» Task requirements
Switch "largest disc" to "widest disc" throughout the rows below, and write the rows out again with nothing else changed. Leave out the pictures.
** Begin Record list **
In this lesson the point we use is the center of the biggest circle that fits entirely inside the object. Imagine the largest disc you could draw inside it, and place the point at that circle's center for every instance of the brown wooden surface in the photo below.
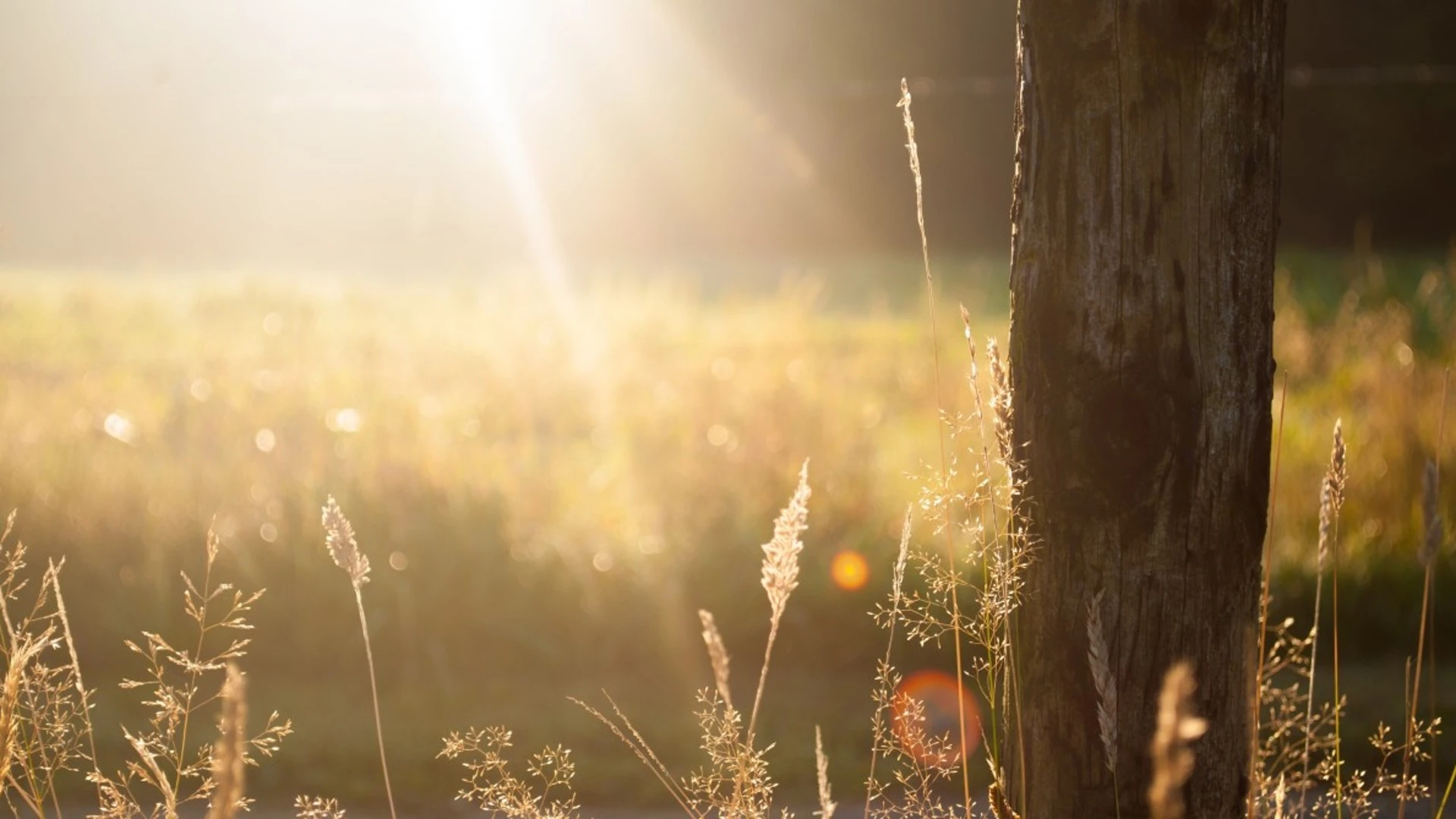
(1145, 215)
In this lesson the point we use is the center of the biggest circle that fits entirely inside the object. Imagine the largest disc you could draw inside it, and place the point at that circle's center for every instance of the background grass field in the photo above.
(552, 482)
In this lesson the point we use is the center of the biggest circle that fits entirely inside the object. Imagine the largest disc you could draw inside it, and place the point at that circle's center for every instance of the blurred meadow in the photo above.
(555, 297)
(549, 496)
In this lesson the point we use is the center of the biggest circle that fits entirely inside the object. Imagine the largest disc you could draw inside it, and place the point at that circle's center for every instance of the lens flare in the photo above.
(925, 717)
(849, 570)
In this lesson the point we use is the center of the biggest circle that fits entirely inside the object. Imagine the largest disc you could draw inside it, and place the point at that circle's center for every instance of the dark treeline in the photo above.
(207, 136)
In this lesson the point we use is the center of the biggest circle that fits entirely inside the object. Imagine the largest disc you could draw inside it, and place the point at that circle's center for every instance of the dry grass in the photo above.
(965, 594)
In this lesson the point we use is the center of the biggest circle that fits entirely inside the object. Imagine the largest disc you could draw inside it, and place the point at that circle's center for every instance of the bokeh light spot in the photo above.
(925, 717)
(120, 428)
(344, 420)
(849, 570)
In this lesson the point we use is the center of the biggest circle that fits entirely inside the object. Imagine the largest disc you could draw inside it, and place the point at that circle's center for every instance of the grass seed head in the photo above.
(781, 556)
(338, 535)
(1104, 682)
(1172, 758)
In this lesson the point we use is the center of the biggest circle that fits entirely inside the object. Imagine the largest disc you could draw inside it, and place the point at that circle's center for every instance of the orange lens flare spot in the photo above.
(925, 714)
(849, 570)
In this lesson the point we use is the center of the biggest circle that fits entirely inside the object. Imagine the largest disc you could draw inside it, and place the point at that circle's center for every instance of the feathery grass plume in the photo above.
(316, 808)
(940, 407)
(1292, 733)
(1172, 758)
(1430, 542)
(492, 787)
(717, 653)
(231, 752)
(1104, 682)
(338, 537)
(1331, 497)
(821, 771)
(1331, 493)
(1001, 401)
(76, 670)
(781, 573)
(178, 684)
(889, 617)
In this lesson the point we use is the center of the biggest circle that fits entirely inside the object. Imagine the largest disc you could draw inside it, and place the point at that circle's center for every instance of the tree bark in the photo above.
(1144, 224)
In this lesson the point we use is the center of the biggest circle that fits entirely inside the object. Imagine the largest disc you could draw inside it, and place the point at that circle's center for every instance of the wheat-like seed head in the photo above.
(781, 556)
(229, 752)
(1331, 493)
(717, 653)
(821, 768)
(1172, 758)
(1001, 401)
(1430, 509)
(1104, 682)
(900, 561)
(338, 535)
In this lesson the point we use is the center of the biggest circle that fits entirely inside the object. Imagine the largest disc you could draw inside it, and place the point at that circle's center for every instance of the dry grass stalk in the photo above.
** End Record list **
» Worked answer
In this lesson the point we use is the center of the biggest circle that fits entirely inside the object. Imagine the widest disc you could draw inside it, and place the point at that circle's center for every instance of the brown wooden surface in the photo below.
(1145, 215)
In this lesson the point we use is the center of the biggest circle that fits entirely inside the object. Imagine the widest disc you could draw inside it, and place the point at that circle's center for every instance of the background grass field in the photo above.
(552, 482)
In this lesson the point we use is the center of the biggest circle that fits entirely inside the object. Imagine the widest disc you could draw inside it, and place the point at that circle's center for every instance of the blurred meadow in the photo above.
(555, 297)
(549, 496)
In this lesson the point we use is the center of the biggest circle that fits entirely inside the object. Imagine the widest disc you could draw inside it, and place the point at that circle's center for every instance of the lens flare in the photo above.
(925, 717)
(849, 570)
In this lesson the point we use is the center of the biggest circle that fits entirely inside the object. Imagine the widest disc you could draw inside it, and place the point at that circle's center for every instance of the dark treeline in the photo above.
(207, 136)
In this lesson the point we use is the center of the biggest circle that fits entirely inside the object. Imagine the widest disc you could draw inside it, and place the point at that circle's center for every instance of the dry grass in the photo above.
(965, 594)
In this lesson the point we use is the center of the biggest circle that fits entirely inside the object. Imagine the widest disc you could draw inside it, and place the point at that circle's center for every instance of the bokeh light spot in the photo above.
(925, 717)
(120, 428)
(344, 420)
(849, 570)
In this lesson the point we use is the center of the biggest circle that fits entirely inside the object. Imagine the widest disc you could draw inside it, and place the point at that circle's center for every instance of the grass seed head in the photo above.
(781, 556)
(338, 535)
(1104, 682)
(1172, 758)
In this lesson the point we use is the center of the biggest circle that fits entirely inside the object. Imagine the widest disc you could draw inside it, and place the point at that circle's center for every instance of the orange lens flare spot in the photo above.
(925, 714)
(849, 570)
In this lesson the point we use is the center of the biggest circle that fits entirely inside the object. Imagine the widest disc you could draw inside it, and place the point at that circle's center for every instance of the feathery grass plume in the photo above.
(316, 808)
(940, 407)
(1292, 733)
(1172, 758)
(1430, 542)
(492, 787)
(717, 653)
(231, 752)
(1104, 682)
(338, 537)
(1331, 497)
(821, 771)
(1331, 493)
(1001, 401)
(76, 670)
(781, 573)
(178, 684)
(889, 617)
In this lesson the point we use is the center of the biggest circle that fits entirely inside the object. Imagine the widest disc you could draw inside it, and place the point at that circle's center for every instance of the tree bark in the photo above.
(1144, 224)
In this lesson the point we use is the center of the biggest circle that fits entirely inside the object. Imagine the widest disc you could draw inside it, and place the point at that circle's center for every instance of the wheat-like seed head in the photo above.
(781, 556)
(229, 752)
(1331, 493)
(717, 653)
(821, 768)
(1172, 758)
(1001, 401)
(1430, 509)
(1104, 682)
(900, 561)
(338, 535)
In this lesson the point we use is the center of the biggest circle that fits entirely inside the object. Imagine the widest disc you could draw inside it, and place the point at that circle's center for every instance of the dry grass stalk in the photo above.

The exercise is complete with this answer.